- **Given data**
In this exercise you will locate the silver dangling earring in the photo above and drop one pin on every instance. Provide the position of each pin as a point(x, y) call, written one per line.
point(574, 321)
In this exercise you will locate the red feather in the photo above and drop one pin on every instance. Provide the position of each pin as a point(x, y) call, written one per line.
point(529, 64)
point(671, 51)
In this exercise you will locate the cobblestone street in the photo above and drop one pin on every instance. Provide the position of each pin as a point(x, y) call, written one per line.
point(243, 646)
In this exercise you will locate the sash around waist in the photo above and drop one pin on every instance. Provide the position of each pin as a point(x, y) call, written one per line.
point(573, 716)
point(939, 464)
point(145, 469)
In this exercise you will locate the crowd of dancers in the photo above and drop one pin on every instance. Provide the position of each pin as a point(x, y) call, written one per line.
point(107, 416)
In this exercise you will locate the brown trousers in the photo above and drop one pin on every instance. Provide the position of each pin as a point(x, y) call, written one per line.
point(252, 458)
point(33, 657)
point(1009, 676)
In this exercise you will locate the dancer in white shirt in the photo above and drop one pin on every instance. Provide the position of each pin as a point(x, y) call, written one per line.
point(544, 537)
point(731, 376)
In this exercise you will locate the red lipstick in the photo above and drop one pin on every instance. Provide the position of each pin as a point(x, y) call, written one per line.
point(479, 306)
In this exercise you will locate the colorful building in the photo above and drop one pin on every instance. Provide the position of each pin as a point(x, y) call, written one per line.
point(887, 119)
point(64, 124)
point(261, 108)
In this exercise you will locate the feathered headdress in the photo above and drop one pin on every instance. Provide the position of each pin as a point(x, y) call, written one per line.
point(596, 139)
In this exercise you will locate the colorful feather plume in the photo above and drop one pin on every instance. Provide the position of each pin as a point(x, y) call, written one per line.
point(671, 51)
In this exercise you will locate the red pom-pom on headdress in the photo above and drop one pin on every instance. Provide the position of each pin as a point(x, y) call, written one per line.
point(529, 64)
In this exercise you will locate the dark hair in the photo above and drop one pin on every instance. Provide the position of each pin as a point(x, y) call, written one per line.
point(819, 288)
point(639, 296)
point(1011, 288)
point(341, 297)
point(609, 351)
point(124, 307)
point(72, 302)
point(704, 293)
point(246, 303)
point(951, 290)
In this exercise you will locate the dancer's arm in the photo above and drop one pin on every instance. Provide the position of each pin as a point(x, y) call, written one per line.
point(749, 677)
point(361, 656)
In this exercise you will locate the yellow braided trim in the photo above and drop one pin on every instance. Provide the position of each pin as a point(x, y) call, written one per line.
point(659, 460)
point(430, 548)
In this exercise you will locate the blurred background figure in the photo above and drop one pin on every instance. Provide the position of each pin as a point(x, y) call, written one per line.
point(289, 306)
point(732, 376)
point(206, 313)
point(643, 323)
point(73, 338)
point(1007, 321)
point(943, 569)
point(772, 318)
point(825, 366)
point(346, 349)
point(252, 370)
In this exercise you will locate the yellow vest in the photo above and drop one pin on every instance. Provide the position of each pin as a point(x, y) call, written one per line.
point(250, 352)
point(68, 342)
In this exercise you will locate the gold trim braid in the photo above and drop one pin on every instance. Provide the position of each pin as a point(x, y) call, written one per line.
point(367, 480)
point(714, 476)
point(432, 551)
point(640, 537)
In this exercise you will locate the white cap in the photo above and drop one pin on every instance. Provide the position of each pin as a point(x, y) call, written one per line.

- **What the exercise asks**
Print every one of the rows above again, line for line, without changing anything.

- **Response below**
In this exercise you will locate the silver dangling earring in the photo above and drop one pin on every instance. Provide the position of each pin as a point(x, y) call, written one per line.
point(574, 321)
In this exercise you will locate the red feather in the photo above and drop one pin on every instance. Provide the position of each pin as a point(x, y) call, written one per line.
point(529, 64)
point(671, 51)
In this exercise you will locate the cobblestone street in the photo above and drop one pin on every instance. Provide the position of each pin as a point(x, y) call, written one per line.
point(243, 646)
In this exercise you will locate the sash around waist in the photo above and drop one pin on every instance. Provide the position of each pin as a point(x, y) call, written one per line.
point(573, 716)
point(939, 464)
point(145, 469)
In this exercise you will locate the crowd of dancers in the photo above and drop one pin on every instance. Provide the position of each pin as a point(x, y) call, written one per line.
point(107, 416)
In this exercise you will locate the brown trousers in the photo above and drop one pin on every instance. Provide the position of each pin as a point(x, y) call, written one per line.
point(252, 458)
point(33, 657)
point(1009, 676)
In this exercise you will locate the dancer in white shirt in the photo above and drop one pin on every instance. Provide the position of each pin as a point(x, y) call, written one per line.
point(544, 537)
point(731, 376)
In this exercise you will locate the red lipstick in the photo above and drop one pin on every instance. Provide the position of each pin as a point(x, y) call, written one per line.
point(479, 306)
In this exercise you will locate the colorful building in the photo above and drop one pin on every instance. Provide the position of each pin as a point(x, y) call, written one per line.
point(887, 119)
point(64, 124)
point(261, 108)
In this exercise you will locate the feathered headdress in the photo above and drop one pin on every instance. Provide the position of each pin as a point(x, y) call, written one per line.
point(596, 139)
In this exercise you will locate the colorful feather plume in the photo above and drop one pin on every instance. Provide the position of each pin as a point(x, y) call, written one per line.
point(671, 51)
In this exercise you will locate the red pom-pom on headdress in the photo above and drop one pin on every instance. Provide the position of each pin as a point(x, y) call, written one per line.
point(529, 64)
In this exercise you will locate the dark hair in the photo above and drop one pin on every instance. Provide the position of each pin as a point(x, y) call, written one per line.
point(819, 288)
point(639, 296)
point(1011, 288)
point(341, 297)
point(609, 351)
point(124, 307)
point(72, 302)
point(704, 293)
point(246, 303)
point(951, 290)
In this exercise you will locate the dancer's arm in the photo above and drop one pin on every instance. Provide the position of each pin as a point(x, y) call, written one per line.
point(749, 677)
point(361, 656)
In this exercise you will locate the yellow braided trim in the photo above and drop one pin on every instance. Provide the position of each pin as a point(x, y) call, written one per line.
point(659, 460)
point(430, 548)
In this exercise you will locate the blurred background figure in the photo above and drop one pin on every instance. Provide the position of each pin as a point(x, y) call, written one per line.
point(289, 306)
point(732, 376)
point(206, 313)
point(643, 323)
point(73, 338)
point(1007, 321)
point(943, 569)
point(772, 318)
point(825, 366)
point(346, 349)
point(252, 370)
In this exercise you will locate the yellow vest in the photo above and drop one pin on every instance. Provide the position of each pin as a point(x, y) call, written one per line.
point(250, 352)
point(68, 342)
In this exercise you will locate the gold trim braid in the photo above and drop one pin on every instance. Provide the position of each pin as a point(x, y) call, written one per line.
point(367, 480)
point(714, 476)
point(432, 551)
point(640, 537)
In this exercise you will locate the white cap in the photo above and drop one pin on every instance. Provide the position of each pin as a point(x, y) call, written one per line.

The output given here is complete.